• Dataset extract
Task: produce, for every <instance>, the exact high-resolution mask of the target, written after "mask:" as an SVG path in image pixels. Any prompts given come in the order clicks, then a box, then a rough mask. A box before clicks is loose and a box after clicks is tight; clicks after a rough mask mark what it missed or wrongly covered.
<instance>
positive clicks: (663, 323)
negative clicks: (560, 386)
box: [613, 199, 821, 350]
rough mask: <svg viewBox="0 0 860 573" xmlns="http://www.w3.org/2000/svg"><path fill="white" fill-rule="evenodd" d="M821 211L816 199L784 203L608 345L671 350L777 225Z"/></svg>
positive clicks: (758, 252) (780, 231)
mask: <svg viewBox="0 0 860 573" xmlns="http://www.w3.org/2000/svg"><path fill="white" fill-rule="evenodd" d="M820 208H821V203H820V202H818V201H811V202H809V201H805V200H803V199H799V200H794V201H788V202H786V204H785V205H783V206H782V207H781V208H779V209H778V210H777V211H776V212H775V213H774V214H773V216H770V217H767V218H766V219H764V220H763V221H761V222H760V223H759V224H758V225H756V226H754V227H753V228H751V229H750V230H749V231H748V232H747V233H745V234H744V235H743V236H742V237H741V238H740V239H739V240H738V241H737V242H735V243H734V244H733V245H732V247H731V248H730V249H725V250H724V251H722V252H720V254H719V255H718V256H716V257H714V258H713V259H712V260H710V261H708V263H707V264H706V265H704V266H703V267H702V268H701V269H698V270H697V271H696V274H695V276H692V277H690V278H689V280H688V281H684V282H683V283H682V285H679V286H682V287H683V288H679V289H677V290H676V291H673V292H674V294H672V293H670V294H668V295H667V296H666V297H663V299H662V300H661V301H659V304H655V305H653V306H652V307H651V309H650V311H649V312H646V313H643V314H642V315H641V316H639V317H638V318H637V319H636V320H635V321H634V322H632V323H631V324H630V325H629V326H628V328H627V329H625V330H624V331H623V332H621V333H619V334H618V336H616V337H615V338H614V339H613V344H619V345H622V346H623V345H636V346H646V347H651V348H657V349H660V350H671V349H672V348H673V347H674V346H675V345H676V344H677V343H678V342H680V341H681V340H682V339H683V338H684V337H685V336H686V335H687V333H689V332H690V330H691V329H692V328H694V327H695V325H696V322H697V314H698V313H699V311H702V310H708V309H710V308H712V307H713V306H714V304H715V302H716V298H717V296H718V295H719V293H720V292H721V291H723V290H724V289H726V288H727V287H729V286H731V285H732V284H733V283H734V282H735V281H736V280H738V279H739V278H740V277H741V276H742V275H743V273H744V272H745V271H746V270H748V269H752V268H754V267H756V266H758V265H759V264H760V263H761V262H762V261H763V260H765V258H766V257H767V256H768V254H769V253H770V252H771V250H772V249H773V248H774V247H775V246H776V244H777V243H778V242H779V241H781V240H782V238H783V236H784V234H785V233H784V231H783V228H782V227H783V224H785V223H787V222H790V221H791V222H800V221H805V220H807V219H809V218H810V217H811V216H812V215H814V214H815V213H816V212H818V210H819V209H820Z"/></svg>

• Work instruction
When you reach the line that contains "rough mask: <svg", stop; that line and every line before it, from the very first line of the data, should be restated word for word.

• Output of the exercise
Task: produce, for every <instance>, the exact high-resolution mask of the target, written after "mask:" as an SVG path in image pixels. Any prompts given come in the order clicks, then a box, then a rough mask. A box before clicks is loose and a box after clicks is tight; clicks after a rough mask mark what it missed or wrongly covered.
<instance>
positive clicks: (663, 323)
negative clicks: (560, 386)
box: [613, 199, 821, 350]
rough mask: <svg viewBox="0 0 860 573" xmlns="http://www.w3.org/2000/svg"><path fill="white" fill-rule="evenodd" d="M821 211L816 199L784 203L608 345L671 350L777 225Z"/></svg>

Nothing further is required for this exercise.